Saved entries:
----
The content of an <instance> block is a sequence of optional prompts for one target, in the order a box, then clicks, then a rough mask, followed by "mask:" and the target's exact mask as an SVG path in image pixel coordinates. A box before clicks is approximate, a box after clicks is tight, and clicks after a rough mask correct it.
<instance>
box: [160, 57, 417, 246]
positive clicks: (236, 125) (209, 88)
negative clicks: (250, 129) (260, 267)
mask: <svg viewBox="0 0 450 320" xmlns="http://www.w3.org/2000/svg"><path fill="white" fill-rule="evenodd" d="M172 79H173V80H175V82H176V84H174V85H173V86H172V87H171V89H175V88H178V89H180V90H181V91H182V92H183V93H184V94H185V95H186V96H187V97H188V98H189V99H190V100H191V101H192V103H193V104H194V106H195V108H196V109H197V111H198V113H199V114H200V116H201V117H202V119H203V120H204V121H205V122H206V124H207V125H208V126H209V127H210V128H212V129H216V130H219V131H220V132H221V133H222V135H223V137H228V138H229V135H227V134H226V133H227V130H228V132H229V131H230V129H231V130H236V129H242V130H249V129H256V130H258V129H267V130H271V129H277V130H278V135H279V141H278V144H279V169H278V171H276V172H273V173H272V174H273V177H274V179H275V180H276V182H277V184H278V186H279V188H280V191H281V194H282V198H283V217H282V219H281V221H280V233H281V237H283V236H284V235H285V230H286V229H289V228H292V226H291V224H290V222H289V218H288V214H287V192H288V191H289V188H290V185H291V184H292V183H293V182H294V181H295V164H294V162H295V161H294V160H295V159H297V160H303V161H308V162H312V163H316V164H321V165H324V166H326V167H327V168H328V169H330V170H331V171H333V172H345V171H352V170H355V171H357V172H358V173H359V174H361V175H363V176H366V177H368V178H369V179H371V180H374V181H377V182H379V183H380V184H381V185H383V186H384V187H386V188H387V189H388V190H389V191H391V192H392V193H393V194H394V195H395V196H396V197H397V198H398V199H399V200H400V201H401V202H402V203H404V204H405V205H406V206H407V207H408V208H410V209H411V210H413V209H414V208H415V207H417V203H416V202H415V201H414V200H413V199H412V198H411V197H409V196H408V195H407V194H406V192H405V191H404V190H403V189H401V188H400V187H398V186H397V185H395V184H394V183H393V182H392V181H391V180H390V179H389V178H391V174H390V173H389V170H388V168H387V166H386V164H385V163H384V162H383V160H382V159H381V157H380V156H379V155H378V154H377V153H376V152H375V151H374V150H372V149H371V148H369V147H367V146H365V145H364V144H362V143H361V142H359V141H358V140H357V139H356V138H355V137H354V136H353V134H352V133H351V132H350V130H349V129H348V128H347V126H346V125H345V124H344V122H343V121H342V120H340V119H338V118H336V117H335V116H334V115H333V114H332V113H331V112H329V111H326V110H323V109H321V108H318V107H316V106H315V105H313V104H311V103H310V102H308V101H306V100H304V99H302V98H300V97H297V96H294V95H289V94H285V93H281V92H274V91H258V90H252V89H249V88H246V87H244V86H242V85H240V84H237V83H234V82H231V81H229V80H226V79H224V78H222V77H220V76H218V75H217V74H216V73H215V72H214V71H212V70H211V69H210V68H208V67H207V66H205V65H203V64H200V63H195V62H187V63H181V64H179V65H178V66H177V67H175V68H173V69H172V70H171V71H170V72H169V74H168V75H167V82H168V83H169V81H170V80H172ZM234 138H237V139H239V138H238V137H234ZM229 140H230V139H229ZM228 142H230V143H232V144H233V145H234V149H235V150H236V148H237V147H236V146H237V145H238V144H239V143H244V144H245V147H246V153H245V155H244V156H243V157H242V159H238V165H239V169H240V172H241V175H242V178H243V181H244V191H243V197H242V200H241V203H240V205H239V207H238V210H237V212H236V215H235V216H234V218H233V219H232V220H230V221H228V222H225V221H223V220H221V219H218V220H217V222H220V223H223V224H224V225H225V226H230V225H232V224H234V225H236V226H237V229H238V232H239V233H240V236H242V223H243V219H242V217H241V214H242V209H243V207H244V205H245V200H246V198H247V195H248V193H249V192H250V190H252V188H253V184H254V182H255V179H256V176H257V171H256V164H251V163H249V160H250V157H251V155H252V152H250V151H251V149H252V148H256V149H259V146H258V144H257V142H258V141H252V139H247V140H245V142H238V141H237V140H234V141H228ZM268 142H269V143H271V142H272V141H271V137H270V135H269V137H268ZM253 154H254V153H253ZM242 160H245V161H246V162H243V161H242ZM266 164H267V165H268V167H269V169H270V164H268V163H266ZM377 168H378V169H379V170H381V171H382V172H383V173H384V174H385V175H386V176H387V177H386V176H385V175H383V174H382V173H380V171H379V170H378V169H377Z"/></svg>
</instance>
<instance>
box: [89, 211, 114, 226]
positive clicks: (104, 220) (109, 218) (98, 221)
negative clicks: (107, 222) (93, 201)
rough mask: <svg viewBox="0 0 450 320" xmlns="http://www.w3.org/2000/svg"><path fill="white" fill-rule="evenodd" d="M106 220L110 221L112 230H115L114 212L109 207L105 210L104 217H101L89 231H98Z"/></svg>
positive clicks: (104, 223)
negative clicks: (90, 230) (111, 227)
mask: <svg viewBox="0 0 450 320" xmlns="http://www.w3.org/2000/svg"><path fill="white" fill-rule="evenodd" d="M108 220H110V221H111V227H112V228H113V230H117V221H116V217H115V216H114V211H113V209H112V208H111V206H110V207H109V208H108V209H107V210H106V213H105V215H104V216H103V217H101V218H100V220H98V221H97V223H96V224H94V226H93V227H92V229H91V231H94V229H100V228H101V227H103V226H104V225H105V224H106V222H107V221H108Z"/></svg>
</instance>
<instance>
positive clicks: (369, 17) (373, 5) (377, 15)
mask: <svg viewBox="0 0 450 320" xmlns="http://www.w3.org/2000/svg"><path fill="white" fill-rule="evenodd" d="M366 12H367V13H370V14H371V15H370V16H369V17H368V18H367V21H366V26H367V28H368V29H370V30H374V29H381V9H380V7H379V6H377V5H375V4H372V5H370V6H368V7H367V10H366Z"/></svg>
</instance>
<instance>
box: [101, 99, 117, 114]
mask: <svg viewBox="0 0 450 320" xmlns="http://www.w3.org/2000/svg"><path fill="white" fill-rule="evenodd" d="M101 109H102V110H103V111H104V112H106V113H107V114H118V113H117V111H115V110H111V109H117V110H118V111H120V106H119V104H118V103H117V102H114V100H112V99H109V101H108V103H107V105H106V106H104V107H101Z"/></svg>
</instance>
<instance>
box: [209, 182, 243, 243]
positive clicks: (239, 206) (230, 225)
----
### AIM OF THE EXERCISE
Only a number is wanted here: how many lines in the entries contain the word "rough"?

### SOLUTION BELOW
2